* _WHAT THE TASK REQUIRES_
Your output should repeat the entries below exactly. It should contain no images.

· · ·

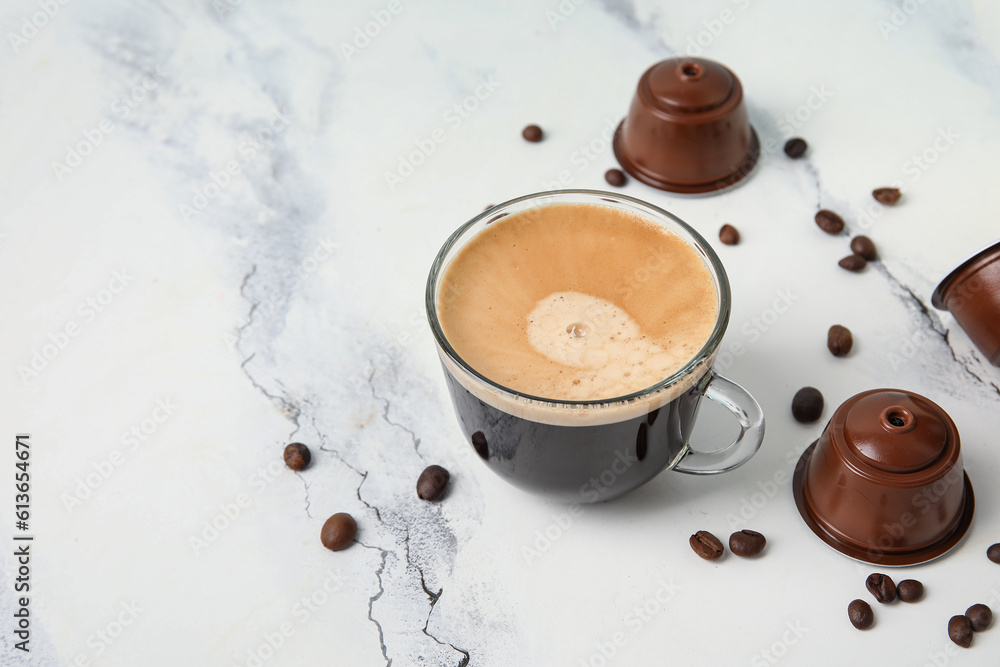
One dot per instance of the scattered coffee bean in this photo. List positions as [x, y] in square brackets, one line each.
[479, 443]
[795, 147]
[864, 246]
[829, 222]
[297, 456]
[432, 482]
[706, 545]
[860, 613]
[532, 133]
[887, 195]
[746, 543]
[853, 263]
[980, 616]
[615, 177]
[881, 587]
[910, 590]
[960, 631]
[729, 235]
[839, 340]
[339, 531]
[807, 405]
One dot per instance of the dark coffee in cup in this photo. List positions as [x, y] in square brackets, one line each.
[577, 331]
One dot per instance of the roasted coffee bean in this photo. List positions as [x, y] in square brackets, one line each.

· · ·

* _TASK ANSWER_
One dot per instance of the scattered coffee bean in this photo. List positions as [x, y] in square brackets, one line each.
[479, 443]
[795, 147]
[864, 246]
[829, 222]
[297, 456]
[432, 482]
[706, 545]
[860, 613]
[532, 133]
[887, 195]
[746, 543]
[853, 263]
[980, 616]
[615, 177]
[881, 587]
[910, 590]
[960, 631]
[729, 235]
[839, 340]
[339, 531]
[807, 405]
One dot per instance of the dark coffee in cup in this photo. List positions as [x, y] in square brackets, one line each.
[577, 331]
One dot per instance of the roasted coffee bean in this photo. List positions as [x, y] in square brackets, one line each.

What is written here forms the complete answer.